§ Available records
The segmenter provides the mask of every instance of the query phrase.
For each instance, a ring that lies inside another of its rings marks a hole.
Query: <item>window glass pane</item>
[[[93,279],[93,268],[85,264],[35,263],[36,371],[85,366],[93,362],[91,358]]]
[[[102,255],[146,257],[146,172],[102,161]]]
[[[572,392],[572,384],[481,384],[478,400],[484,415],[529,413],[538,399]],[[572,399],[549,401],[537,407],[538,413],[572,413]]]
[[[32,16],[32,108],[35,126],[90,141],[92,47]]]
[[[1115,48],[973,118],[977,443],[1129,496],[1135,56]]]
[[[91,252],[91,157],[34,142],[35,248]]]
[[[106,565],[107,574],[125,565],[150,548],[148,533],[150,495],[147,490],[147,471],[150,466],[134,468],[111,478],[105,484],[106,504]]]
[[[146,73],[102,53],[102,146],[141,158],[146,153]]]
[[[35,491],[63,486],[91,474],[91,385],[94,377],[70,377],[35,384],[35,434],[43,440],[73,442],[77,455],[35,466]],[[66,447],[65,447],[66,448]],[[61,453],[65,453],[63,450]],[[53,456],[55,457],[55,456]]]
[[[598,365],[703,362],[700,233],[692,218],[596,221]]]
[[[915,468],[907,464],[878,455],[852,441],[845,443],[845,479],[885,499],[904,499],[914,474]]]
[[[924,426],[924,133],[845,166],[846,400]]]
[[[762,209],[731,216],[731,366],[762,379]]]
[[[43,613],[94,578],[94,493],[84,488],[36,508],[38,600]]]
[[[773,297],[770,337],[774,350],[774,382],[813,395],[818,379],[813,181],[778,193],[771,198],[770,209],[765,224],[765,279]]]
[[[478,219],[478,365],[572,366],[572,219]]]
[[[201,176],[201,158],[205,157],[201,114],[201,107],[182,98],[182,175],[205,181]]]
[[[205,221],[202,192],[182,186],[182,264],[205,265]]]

§ What you should do
Count the lines in the material above that contain the string "instance". Reply with the number alone.

§ Solution to the exercise
2